Data excerpts
════════════════════

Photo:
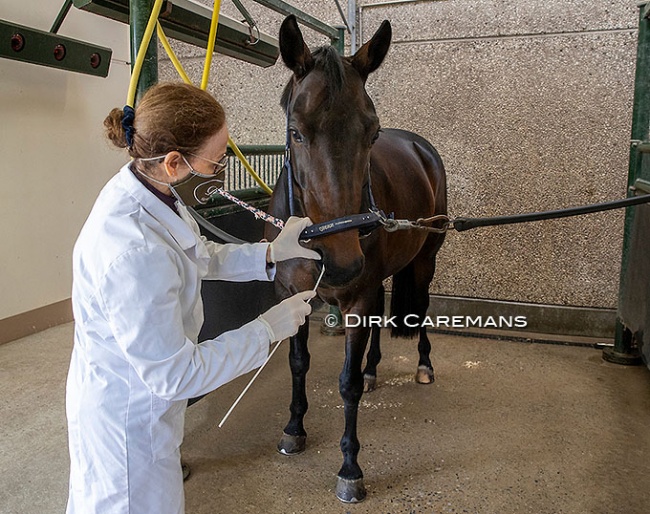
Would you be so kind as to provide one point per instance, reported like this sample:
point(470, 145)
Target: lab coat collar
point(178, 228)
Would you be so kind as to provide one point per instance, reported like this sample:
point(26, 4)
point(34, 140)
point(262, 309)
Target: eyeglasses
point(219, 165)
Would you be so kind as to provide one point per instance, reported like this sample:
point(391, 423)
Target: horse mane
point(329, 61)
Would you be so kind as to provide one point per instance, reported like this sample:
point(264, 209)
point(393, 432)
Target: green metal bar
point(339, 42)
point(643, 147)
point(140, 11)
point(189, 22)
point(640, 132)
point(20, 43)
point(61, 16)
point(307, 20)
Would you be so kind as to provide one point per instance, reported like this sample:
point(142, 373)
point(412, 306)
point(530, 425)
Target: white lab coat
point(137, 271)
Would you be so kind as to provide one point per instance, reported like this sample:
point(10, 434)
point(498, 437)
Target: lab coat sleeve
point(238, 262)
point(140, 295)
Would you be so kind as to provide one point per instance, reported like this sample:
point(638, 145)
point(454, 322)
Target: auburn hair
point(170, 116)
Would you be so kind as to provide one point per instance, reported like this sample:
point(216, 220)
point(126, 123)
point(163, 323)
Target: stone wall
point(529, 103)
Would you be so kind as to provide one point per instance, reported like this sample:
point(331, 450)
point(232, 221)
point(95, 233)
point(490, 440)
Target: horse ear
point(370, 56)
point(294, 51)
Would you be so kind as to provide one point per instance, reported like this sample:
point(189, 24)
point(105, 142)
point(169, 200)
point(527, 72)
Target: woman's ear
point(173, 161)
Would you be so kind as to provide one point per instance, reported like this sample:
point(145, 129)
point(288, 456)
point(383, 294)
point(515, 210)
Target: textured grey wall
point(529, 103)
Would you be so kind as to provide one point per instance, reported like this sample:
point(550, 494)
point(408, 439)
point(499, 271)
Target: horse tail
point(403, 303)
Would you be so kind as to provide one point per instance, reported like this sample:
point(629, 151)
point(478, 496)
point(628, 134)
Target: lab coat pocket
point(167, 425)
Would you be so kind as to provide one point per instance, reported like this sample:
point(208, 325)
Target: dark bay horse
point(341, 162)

════════════════════

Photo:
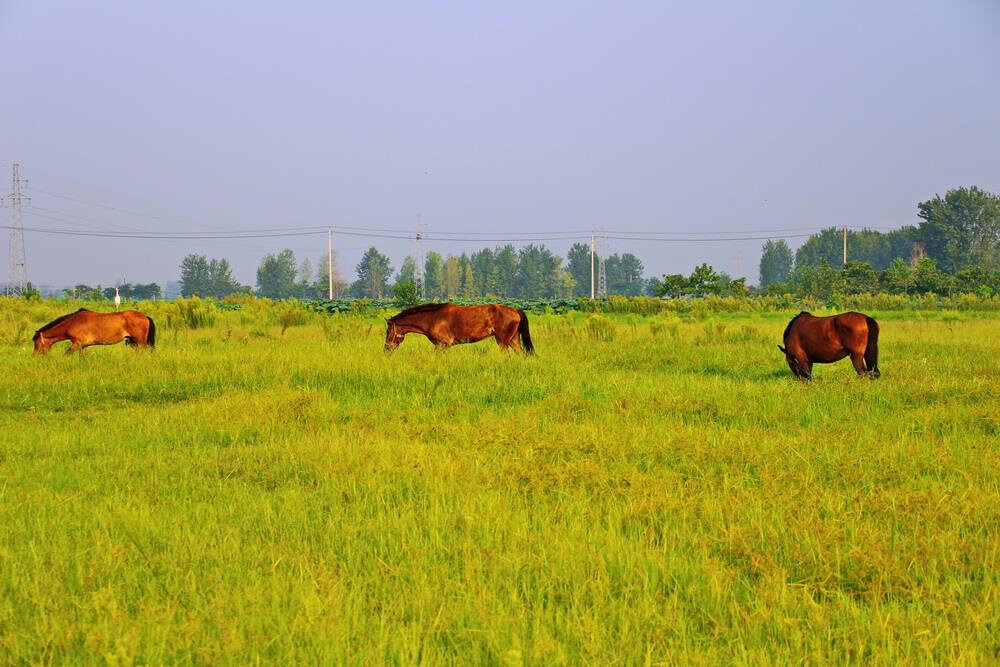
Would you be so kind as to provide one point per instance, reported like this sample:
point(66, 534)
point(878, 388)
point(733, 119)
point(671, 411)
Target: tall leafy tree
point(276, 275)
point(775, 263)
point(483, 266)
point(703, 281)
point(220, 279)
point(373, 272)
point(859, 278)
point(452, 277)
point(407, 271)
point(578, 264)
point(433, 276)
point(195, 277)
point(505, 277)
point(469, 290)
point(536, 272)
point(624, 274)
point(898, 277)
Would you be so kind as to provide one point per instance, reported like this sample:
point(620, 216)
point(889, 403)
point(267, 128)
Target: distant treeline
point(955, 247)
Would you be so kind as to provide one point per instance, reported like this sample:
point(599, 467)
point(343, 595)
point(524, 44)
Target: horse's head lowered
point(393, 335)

════════════════════

# Aim of the task
Reproduce the lines above, beginning at the line with "Target: woman's ear" and stopping after the line with "point(628, 134)", exactly as they are.

# Result of this task
Target: woman's ear
point(173, 161)
Would you be so kind as to provide one point per instance, reported like this sample:
point(145, 129)
point(288, 456)
point(383, 294)
point(515, 210)
Target: textured grey wall
point(529, 103)
Would you be so kind as to provide one point per instance, reported like this sample:
point(550, 494)
point(408, 439)
point(499, 271)
Target: horse tail
point(403, 303)
Would you be so kind as to provide one point per instance, reported like this sample:
point(629, 151)
point(478, 496)
point(628, 134)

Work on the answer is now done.